WORK TO BE COMPLETED »
Where the word "flower" occurs in a line of the data, return the whole line.

[Recorded data]
══════

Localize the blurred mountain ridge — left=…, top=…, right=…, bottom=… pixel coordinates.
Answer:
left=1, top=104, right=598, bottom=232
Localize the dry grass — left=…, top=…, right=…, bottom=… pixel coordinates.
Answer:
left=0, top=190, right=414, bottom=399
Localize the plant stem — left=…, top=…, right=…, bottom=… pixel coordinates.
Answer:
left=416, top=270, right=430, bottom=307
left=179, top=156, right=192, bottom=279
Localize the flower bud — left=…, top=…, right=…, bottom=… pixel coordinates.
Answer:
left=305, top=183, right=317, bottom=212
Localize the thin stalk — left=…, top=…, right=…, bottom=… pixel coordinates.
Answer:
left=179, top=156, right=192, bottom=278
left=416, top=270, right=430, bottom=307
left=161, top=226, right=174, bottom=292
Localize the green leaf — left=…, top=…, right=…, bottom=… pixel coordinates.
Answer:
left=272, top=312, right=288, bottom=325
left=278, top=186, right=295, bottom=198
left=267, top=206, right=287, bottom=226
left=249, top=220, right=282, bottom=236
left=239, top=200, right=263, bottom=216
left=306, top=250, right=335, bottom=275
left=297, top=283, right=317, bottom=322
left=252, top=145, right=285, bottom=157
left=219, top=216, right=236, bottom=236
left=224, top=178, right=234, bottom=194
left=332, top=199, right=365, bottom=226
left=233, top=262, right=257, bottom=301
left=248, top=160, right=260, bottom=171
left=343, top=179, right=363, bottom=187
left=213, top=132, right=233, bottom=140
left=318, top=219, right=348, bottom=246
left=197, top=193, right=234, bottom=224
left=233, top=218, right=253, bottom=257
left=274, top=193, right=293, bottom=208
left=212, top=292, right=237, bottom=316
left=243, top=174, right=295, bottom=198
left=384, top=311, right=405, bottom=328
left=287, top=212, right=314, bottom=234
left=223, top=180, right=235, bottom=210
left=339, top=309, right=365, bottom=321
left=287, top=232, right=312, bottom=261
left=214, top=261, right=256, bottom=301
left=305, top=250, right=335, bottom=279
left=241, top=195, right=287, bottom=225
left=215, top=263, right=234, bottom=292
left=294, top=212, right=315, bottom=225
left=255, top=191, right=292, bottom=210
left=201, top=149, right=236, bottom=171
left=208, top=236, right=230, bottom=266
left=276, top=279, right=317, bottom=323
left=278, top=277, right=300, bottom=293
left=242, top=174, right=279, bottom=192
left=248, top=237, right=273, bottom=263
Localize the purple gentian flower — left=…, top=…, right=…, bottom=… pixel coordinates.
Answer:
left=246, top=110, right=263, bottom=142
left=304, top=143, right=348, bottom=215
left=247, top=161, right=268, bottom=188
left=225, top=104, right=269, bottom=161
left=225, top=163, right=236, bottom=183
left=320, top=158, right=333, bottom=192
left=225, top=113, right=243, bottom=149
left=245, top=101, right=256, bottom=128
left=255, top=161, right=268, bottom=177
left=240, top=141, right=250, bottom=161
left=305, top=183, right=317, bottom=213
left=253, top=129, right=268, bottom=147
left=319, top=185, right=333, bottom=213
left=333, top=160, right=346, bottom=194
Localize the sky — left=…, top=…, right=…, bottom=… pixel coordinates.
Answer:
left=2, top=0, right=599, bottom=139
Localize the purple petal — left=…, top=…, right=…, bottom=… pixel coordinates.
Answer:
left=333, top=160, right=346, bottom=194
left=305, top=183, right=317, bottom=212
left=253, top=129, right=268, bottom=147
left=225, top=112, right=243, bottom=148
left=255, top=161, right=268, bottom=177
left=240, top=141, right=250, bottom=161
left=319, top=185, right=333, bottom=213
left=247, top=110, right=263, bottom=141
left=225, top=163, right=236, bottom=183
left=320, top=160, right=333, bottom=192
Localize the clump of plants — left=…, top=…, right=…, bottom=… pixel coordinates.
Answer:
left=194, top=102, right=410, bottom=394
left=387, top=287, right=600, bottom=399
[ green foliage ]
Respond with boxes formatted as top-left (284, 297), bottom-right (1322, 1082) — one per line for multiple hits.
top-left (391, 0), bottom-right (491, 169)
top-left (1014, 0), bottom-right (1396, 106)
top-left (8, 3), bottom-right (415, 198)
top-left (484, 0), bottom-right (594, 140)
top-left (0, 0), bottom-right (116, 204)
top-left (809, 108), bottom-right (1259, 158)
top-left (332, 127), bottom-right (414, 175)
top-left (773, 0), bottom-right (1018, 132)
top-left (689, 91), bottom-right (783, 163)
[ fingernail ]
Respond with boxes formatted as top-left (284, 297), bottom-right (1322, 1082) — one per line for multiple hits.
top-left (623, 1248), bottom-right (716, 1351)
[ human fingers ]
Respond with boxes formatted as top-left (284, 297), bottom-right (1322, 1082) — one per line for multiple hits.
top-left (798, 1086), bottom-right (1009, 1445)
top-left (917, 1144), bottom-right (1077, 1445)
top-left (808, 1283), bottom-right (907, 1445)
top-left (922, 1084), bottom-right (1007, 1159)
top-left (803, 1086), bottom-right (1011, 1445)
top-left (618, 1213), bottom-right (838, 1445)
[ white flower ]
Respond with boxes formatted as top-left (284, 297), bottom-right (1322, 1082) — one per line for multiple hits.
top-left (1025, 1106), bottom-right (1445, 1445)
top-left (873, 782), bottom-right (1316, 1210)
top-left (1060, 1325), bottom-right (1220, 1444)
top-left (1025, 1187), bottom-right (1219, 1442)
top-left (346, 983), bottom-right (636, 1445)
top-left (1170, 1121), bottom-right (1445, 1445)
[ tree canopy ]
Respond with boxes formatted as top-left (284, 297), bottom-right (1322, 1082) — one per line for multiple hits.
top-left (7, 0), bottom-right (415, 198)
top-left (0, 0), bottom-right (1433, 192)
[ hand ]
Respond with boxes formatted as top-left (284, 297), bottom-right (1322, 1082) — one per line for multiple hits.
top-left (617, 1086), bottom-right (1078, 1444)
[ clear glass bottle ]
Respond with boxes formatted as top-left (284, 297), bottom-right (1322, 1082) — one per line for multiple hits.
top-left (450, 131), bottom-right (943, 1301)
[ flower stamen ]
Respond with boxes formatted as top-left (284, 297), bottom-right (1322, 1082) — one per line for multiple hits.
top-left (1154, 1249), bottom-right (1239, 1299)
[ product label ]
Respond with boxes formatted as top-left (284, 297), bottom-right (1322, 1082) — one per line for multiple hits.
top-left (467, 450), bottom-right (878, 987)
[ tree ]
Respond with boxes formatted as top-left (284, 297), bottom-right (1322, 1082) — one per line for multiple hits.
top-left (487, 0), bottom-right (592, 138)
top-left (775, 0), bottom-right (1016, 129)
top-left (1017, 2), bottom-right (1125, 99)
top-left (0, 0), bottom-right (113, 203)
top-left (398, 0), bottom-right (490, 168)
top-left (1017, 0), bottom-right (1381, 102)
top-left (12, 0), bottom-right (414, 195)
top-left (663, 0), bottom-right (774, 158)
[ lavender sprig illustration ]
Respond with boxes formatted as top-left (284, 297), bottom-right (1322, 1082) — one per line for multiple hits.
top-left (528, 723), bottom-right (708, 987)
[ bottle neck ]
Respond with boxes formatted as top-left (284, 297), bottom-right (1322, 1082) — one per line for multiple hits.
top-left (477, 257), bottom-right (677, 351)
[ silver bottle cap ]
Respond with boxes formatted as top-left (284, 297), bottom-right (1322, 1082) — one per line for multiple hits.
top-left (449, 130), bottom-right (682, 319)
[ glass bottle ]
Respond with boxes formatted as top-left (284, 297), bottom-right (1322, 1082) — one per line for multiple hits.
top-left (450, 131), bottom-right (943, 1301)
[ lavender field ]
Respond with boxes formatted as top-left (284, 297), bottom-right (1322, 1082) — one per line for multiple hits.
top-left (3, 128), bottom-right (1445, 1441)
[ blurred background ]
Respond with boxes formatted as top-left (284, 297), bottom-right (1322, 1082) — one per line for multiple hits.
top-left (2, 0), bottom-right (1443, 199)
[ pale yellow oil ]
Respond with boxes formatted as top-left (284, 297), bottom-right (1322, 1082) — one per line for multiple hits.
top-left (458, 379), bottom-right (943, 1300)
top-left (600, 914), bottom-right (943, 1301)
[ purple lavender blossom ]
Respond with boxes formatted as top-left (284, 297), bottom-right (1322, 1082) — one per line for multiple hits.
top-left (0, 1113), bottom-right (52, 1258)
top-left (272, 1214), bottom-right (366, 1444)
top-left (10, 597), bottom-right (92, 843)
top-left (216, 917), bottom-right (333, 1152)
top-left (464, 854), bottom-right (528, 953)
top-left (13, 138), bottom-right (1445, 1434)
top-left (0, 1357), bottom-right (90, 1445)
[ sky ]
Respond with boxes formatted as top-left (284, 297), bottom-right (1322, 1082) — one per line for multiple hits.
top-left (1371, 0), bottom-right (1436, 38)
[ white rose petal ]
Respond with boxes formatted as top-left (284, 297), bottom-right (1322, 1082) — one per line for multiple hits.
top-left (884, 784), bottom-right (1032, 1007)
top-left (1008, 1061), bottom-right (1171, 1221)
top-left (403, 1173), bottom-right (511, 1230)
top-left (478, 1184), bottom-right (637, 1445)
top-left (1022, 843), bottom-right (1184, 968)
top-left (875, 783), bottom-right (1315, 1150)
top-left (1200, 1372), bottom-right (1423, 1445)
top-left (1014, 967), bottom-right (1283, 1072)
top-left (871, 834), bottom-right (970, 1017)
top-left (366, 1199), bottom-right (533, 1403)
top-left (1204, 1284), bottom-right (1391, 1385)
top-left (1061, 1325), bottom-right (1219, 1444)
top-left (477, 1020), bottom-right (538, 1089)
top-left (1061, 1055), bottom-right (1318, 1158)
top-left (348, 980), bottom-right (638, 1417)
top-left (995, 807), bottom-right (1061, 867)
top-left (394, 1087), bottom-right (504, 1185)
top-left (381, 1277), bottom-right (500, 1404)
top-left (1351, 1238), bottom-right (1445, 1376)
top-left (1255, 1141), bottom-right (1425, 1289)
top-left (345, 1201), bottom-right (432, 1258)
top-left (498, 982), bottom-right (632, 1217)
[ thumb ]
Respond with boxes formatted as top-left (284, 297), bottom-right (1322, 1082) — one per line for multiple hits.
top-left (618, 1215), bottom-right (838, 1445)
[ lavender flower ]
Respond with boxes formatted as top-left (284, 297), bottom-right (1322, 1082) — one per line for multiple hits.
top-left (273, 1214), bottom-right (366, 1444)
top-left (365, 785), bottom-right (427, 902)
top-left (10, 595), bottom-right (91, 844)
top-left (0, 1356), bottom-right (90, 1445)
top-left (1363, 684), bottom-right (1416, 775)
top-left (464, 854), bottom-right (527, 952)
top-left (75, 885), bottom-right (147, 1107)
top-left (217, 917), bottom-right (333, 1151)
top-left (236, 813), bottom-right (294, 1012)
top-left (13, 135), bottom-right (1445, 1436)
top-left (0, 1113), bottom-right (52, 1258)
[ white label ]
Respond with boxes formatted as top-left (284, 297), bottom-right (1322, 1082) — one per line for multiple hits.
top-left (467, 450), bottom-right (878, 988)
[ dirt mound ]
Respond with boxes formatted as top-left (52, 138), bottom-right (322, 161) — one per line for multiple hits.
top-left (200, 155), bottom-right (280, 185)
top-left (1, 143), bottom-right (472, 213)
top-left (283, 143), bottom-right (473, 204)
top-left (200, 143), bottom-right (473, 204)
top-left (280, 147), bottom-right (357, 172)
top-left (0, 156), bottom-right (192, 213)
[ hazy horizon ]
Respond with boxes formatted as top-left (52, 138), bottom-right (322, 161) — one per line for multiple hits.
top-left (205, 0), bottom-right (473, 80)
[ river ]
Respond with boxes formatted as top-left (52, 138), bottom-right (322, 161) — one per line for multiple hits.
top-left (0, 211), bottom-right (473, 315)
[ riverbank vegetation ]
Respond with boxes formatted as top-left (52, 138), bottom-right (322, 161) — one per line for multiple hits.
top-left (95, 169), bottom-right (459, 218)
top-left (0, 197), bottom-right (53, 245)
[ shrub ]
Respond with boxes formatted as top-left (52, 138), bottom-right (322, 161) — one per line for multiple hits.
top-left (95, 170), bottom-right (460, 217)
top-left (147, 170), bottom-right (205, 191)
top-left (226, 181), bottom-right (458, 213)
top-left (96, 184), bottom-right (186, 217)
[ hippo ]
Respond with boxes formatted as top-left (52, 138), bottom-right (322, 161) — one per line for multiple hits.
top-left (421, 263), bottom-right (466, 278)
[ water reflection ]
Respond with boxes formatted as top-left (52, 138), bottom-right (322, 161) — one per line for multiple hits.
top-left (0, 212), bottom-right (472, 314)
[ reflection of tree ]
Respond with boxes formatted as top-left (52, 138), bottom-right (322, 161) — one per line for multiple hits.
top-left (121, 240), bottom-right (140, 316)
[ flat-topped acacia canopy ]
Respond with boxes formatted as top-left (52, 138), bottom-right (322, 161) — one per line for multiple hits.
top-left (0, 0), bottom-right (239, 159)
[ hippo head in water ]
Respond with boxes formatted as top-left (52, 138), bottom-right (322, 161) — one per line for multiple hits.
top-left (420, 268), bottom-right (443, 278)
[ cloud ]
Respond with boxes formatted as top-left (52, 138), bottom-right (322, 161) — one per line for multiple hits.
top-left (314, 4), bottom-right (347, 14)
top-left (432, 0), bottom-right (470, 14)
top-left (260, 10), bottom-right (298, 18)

══════

SOLUTION »
Localize the flower bud — left=…, top=…, right=…, bottom=… pixel coordinates.
Localize the purple gentian flower — left=…, top=…, right=…, bottom=… pixel coordinates.
[ white flower ]
[ flower stamen ]
[ lavender flower ]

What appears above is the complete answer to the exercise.